(DOCUMENT EXCERPT)

┌────────

Then you should have answered to that effect (since that was precisely
the question which I originally posed), rather than diverting the
discussion into what appears to be a religious area for you (in the
'cleanliness is next to Godliness' sense).

- how many things are going to call readdir
> up to some point, detecting potential conflicts and not read the whole
> directory? Examples, please. Especially given your current level of
> discourse.)

The point, idiot, is that even a *single look-up request* from an
application which wishes to disallow (or at least call attention to) the
existence of additional directory entries that differ only in case from
the name provided encounters this situation: by presenting a mechanism
that allows the existence of any such collisions (for in the view of the
higher-level software they *are* collisions, even if the file system
itself allows them to exist) to be easily determined the application (or
possibly an intermediate library function) performing that
otherwise-simple look-up is saved from having to inhale and analyze the
entire directory on every look-up.

You may not care about case-insensitivity, in which case you may feel
that this is simply not an important problem to solve. Fine: that's
your opinion, and that's what I was soliciting. But don't confuse your
personal preferences on such matters with anything of more general
significance.

>
>> Perhaps you should develop the discipline to keep re-reading material
>> until you actually understand the issue being presented before presuming
>> to comment repeatedly (and incompetently) on it.
>
> Ahh, insults. Are you capable of having a technical/design decision
> without insulting people? Do you behave like this in person too? (I've
> noticed that people are a lot more insulting when they don't have to say
> things to people's faces...)

Only with those who, by their repeated and unapologetic incompetence,
merit it. Use of words such as 'stupid' to characterize the proposal
which you've failed to understand increases the likelihood of such
responses as well.

└────────

(RAW RECORDS)
┌────────

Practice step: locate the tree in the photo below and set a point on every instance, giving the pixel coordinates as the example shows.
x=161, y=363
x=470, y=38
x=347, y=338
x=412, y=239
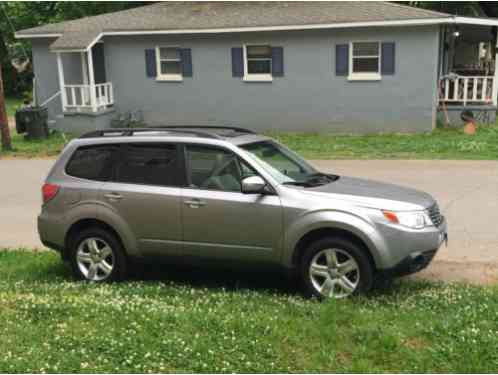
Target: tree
x=4, y=122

└────────

(PROBLEMS TO WORK ON)
1. Echo every entry that follows the argument about directory look-ups, line for line, leaving the picture out of your answer.
2. Carry on the argument about case-insensitive directory look-ups from the point where it stops.

(RESULTS FOR THE EXERCISE)
1.
Practice step: locate the tree in the photo below and set a point on every instance, giving the pixel coordinates as the example shows.
x=161, y=363
x=470, y=38
x=347, y=338
x=412, y=239
Target: tree
x=4, y=122

2.
- bill
From: Bill Todd on
dgay(a)barnowl.research.intel-research.net wrote:
> Bill Todd <billtodd(a)metrocast.net> writes:
>
>> dgay(a)barnowl.research.intel-research.net wrote:
>>> Bill Todd <billtodd(a)metrocast.net> writes:
>>>
>>>> dgay(a)barnowl.research.intel-research.net wrote:
>>>>> Bill Todd <billtodd(a)metrocast.net> writes:
>>>>>
>>>>>> dgay(a)barnowl.research.intel-research.net wrote:
>>>>>>> Bill Todd <billtodd(a)metrocast.net> writes:
>>>>>>>
>>>>>>>> Benny Amorsen wrote:
>>>>>>>>>>>>>> "BT" == Bill Todd <billtodd(a)metrocast.net> writes:
>>>>>>>>> BT> Does this suggest that the file system should collate
>>>>>>>>> BT> case-insensitive even while it addresses case-sensitive, so that
>>>>>>>>> BT> such potential collisions can be easily found?
>>>>>>>>> What do you mean by collate here?
>>>>>>>> Precisely what I said, as I usually do.
>>>>>>>>
>>>>>>>> If you say that the results of
>>>>>>>>> readdir() or equivalent should be returned in proper alphabetical
>>>>>>>>> order, you really have to make that order per-user. My girlfriend and
>>>>>>>>> I expect different collations.
>>>>>>>> I am not interested in your collating preferences, or in your
>>>>>>>> girlfriend's. I was asking whether a file system should collate
>>>>>>>> insensitively to case in order to facilitate detecting unintended
>>>>>>>> logical collisions created by case-sensitive names (with the implicit
>>>>>>>> assumption that these might be sufficiently frequent - as contrasted
>>>>>>>> with other conceivable forms of character-related collisions - to be
>>>>>>>> worth addressing).
>>>>>>> I think you missed the point that the output of readdir is (and should
>>>>>>> be) unrelated to the order presented to the user.
>>>>>> I'm afraid that *you* missed the point: the question which I asked had
>>>>>> absolutely nothing to do with the order in which directory contents
>>>>>> would be presented to the user (assuming that it was different from the
>>>>>> readdir order): it had to do with whether readdir should present
>>>>>> contents in an order that would make it easy for higher-level code that
>>>>>> did *not* wish to propagate fully case-insensitive

Whoops - that last should have been 'case-sensitive', though I hope that
was made clear by the surrounding context.

behavior upward to
>>>>>> catch name combinations that did not conform to that intent (since the
>>>>>> assertion of those here who feel that names in the file system should be
>>>>>> case-sensitive has been that such higher-level software should provide
>>>>>> case-insensitivity when that was what the user wanted).
>>>>> My point is that the order of results from readdir is *completely the
>>>>> wrong level* to be dealing with issues of name clashes.
>>>> Incorrect - at least in cases (such as the one I described) where it may
>>>> be the *only* level where such clashes can start to be dealt with with
>>>> anything resembling efficiency (i.e., in any manner that does not force
>>>> complete inhalation of an arbitrarily large directory before being able
>>>> even to begin to determine whether naming collisions may exist).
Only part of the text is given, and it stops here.